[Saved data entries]

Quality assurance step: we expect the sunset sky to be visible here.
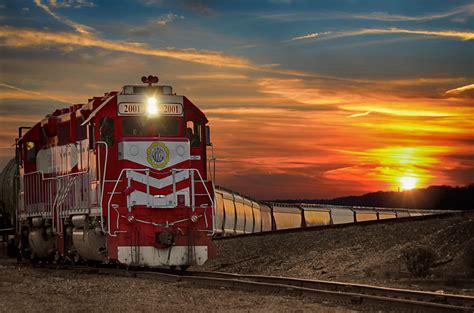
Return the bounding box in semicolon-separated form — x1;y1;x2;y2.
0;0;473;199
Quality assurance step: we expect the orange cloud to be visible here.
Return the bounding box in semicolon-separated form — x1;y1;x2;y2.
347;111;371;118
1;25;472;198
33;0;93;35
176;72;250;80
325;146;453;191
199;76;473;197
444;83;474;98
0;83;72;103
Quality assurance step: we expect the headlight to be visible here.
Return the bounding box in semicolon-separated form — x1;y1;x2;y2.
146;97;158;115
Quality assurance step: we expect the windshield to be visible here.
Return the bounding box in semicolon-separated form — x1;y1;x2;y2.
122;116;181;136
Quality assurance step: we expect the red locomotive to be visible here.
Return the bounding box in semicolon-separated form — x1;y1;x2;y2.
16;75;215;268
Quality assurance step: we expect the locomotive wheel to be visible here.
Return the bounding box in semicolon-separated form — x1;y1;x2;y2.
73;254;81;264
179;265;189;271
54;252;61;263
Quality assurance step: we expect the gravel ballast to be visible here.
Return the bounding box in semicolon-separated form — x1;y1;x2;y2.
0;261;364;312
0;213;472;312
201;212;474;295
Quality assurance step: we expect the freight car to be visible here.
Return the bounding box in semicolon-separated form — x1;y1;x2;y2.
212;188;445;236
0;158;17;246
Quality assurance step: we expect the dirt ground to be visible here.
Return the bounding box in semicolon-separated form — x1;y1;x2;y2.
0;260;369;313
201;212;474;296
0;213;472;312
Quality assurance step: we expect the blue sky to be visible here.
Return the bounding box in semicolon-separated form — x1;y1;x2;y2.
0;0;473;198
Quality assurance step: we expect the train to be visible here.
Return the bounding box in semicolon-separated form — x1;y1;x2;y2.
3;76;215;268
0;75;444;268
213;187;443;235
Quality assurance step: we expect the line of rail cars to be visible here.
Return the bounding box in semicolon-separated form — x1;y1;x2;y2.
213;187;445;235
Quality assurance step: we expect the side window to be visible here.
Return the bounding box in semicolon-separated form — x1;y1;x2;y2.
26;141;36;163
88;123;95;150
76;116;87;141
100;117;114;146
58;122;70;145
186;120;201;147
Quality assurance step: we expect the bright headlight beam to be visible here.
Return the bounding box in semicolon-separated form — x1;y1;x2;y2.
146;97;158;115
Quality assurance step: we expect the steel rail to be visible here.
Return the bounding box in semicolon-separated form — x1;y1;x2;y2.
26;263;474;312
187;270;474;310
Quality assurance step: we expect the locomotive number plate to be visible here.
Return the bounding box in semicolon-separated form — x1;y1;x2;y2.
118;103;183;116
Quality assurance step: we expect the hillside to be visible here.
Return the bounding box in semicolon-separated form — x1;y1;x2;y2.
280;185;474;211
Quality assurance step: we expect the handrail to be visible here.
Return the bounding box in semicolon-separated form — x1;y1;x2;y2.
106;167;215;236
207;144;216;185
209;181;216;236
23;170;89;234
107;168;150;236
171;168;214;230
95;141;109;232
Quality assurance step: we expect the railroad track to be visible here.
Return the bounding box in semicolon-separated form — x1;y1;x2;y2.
29;263;474;312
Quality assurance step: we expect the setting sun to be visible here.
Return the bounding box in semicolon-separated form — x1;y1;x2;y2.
399;177;418;190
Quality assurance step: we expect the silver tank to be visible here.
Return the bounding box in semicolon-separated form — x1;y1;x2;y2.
0;158;18;218
72;227;106;262
28;229;55;258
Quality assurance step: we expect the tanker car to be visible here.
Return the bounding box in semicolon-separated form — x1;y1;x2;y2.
0;75;442;267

● ASSIGNMENT
Print the data exactly, from its first line to the line containing "Quality assurance step: we expect the orange", both included. Omit the pictures.

● EXERCISE OUTPUT
Quality assurance step: we expect the sunset sky to be visible here.
Return the bounding box in semicolon-separated form — x1;y1;x2;y2.
0;0;473;199
Quality assurance step: we expect the orange cloud to be visible here.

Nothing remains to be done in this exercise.